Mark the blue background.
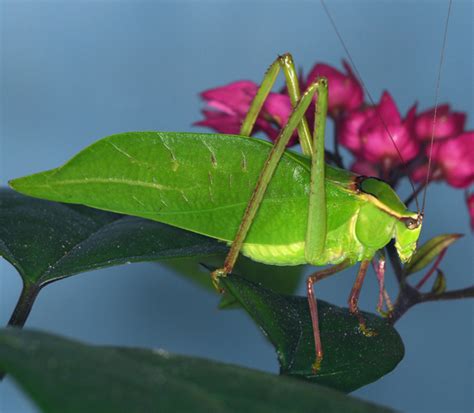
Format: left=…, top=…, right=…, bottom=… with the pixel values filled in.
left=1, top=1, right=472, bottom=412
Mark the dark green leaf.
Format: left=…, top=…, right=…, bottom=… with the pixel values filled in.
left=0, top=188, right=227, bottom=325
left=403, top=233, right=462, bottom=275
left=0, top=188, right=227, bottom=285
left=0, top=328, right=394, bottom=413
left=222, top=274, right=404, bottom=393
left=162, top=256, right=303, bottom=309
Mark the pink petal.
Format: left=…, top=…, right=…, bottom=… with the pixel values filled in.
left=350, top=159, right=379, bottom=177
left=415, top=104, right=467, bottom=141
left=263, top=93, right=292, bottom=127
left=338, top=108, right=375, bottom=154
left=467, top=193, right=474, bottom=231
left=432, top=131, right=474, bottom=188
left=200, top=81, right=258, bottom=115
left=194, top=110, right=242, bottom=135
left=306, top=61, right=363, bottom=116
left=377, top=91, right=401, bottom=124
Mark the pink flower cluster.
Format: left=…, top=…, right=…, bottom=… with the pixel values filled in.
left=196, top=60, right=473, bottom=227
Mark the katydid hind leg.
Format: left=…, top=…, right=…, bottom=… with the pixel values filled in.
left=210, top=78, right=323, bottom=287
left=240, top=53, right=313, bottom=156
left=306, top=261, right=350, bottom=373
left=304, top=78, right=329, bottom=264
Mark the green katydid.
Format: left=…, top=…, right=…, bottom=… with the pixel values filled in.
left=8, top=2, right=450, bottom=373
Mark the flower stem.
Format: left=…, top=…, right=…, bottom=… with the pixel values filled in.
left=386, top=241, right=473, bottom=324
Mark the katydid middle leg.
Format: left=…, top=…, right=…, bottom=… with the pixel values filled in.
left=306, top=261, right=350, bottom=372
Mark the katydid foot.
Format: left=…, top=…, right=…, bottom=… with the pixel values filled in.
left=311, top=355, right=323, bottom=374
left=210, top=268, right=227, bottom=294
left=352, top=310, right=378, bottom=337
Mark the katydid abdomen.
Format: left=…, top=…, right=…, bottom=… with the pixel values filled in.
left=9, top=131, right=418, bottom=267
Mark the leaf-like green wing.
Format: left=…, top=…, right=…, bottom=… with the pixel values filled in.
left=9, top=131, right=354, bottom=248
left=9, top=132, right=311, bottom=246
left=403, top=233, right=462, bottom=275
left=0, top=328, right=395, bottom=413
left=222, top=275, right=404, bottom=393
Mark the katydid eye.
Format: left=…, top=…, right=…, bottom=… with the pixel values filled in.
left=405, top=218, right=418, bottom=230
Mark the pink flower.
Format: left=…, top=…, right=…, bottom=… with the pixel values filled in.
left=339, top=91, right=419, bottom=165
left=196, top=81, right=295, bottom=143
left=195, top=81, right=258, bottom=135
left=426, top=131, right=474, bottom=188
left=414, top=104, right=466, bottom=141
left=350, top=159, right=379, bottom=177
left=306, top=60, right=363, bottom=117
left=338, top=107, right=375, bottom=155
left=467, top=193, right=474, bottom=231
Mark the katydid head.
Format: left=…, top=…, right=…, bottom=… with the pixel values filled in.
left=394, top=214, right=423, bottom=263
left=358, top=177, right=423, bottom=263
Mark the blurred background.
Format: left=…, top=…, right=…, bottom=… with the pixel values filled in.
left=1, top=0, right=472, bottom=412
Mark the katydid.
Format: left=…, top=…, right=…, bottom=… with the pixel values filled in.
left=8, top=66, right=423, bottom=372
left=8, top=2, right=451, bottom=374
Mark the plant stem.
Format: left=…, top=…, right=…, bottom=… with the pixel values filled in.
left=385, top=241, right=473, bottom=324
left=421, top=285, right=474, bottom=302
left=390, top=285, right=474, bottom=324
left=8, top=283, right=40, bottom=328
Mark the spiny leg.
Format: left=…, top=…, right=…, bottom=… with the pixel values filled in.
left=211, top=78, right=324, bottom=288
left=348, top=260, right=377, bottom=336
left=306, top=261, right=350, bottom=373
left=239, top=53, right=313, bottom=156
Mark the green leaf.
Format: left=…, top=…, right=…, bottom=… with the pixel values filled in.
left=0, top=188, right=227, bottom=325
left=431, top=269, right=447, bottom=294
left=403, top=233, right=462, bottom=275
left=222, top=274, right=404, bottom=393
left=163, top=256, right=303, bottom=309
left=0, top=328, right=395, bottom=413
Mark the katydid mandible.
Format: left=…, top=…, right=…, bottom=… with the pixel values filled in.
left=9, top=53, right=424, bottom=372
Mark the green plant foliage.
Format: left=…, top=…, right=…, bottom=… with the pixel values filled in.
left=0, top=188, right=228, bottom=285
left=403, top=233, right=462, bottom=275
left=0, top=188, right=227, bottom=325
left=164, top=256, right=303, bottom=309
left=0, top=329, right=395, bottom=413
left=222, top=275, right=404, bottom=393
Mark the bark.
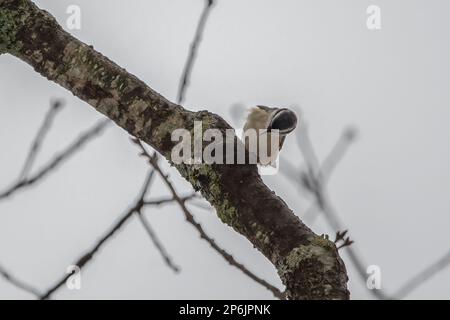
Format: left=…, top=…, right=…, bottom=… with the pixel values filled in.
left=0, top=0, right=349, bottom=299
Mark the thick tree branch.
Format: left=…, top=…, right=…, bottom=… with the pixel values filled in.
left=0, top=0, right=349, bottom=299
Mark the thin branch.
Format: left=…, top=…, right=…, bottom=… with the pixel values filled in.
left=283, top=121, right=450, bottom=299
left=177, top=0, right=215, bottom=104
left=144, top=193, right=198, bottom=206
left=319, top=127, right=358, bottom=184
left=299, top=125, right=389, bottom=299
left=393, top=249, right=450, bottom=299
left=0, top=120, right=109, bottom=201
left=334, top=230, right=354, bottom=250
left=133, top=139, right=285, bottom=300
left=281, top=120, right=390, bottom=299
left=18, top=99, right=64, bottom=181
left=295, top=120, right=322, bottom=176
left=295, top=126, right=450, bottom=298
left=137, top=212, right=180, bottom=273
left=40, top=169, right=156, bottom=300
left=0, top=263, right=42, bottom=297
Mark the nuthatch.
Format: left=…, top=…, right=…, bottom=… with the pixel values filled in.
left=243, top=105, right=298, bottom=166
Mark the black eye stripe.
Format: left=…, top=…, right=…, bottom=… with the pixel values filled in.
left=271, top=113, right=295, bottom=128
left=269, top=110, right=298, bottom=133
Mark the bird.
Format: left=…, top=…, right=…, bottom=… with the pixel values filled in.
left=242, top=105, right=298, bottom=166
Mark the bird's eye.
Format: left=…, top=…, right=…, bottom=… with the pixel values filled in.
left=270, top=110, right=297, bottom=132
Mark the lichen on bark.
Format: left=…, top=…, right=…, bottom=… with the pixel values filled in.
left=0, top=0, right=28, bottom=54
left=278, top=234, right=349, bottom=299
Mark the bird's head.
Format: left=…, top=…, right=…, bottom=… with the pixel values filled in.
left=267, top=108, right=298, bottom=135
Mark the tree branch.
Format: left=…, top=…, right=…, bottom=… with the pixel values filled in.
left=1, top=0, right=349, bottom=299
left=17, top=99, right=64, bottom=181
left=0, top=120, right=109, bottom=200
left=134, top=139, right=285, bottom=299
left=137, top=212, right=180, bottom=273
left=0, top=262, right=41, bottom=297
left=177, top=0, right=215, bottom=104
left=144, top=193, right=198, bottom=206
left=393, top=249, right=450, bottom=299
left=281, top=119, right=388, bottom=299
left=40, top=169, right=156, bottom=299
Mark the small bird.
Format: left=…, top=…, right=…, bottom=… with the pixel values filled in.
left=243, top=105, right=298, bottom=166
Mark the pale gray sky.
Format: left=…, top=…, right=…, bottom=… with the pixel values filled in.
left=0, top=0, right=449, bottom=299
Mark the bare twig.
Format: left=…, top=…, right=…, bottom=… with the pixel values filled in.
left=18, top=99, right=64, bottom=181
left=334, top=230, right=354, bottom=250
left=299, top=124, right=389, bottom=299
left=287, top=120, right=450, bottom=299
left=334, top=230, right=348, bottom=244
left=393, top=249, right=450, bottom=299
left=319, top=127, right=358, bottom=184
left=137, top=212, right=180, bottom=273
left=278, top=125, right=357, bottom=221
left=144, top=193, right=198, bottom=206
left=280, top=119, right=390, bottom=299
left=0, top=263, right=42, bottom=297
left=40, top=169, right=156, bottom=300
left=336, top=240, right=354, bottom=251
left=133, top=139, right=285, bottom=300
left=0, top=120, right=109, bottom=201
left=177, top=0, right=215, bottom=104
=-=-=-=-=
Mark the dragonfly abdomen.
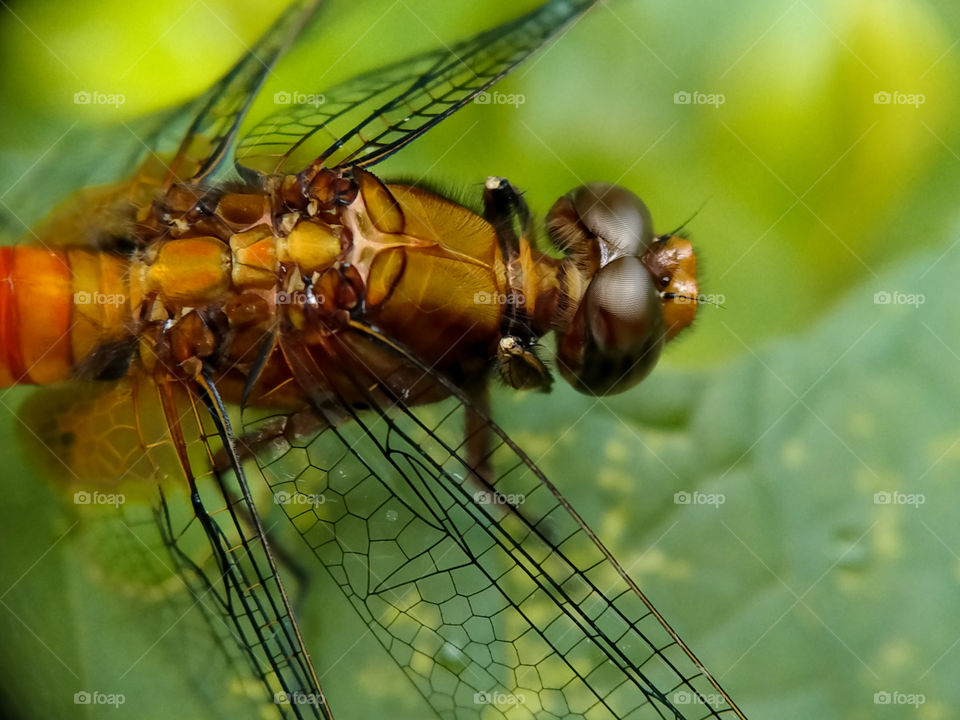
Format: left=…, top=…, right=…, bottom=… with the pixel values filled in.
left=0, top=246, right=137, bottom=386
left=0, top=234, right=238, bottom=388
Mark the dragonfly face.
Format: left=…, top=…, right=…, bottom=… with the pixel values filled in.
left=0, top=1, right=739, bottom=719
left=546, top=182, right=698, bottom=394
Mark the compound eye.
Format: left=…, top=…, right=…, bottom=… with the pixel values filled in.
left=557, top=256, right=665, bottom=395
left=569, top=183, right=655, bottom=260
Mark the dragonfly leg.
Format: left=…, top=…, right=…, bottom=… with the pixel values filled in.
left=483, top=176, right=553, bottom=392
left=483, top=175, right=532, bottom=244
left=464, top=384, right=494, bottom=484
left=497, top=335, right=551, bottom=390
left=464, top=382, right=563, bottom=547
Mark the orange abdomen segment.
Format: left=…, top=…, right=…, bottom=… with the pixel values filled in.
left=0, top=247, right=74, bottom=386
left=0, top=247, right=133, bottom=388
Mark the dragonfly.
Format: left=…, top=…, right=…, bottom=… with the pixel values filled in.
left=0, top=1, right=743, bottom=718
=-=-=-=-=
**TRY IT**
Above are the records; restate exactly the lines from the one containing "Mark the blue background." through the one containing "Mark the katydid hind leg.", keeping pictures out.

**RESPONSE AREA**
Mark the blue background.
Format: left=…, top=…, right=…, bottom=… with the pixel values filled in.
left=1, top=1, right=472, bottom=412
Mark the dark green leaf.
Format: left=…, top=…, right=…, bottom=… with the pixel values filled in.
left=0, top=188, right=227, bottom=325
left=403, top=233, right=462, bottom=275
left=0, top=188, right=227, bottom=285
left=0, top=328, right=394, bottom=413
left=222, top=274, right=404, bottom=393
left=162, top=256, right=303, bottom=309
Mark the pink petal.
Format: left=…, top=…, right=…, bottom=… with the pixel values filled in.
left=350, top=159, right=379, bottom=177
left=415, top=104, right=467, bottom=141
left=263, top=93, right=292, bottom=127
left=338, top=108, right=375, bottom=154
left=467, top=193, right=474, bottom=231
left=432, top=131, right=474, bottom=188
left=200, top=81, right=258, bottom=115
left=194, top=110, right=242, bottom=135
left=306, top=61, right=363, bottom=116
left=377, top=91, right=401, bottom=124
Mark the pink flower cluster.
Format: left=…, top=…, right=…, bottom=… with the pixel values filled in.
left=196, top=60, right=473, bottom=227
Mark the katydid hind leg.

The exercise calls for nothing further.